What is needed:
The full set of entries is to be returned word for word.

Collected data entries:
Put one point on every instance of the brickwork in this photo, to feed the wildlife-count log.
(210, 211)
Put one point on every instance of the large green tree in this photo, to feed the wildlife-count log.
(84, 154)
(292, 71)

Result of this task:
Put one point on every instance of the brickwork in this photo, to feed the wildlife-count log.
(210, 211)
Put one point on every instance of the large green tree in this photo, to feed the wildlife-count log.
(84, 154)
(292, 71)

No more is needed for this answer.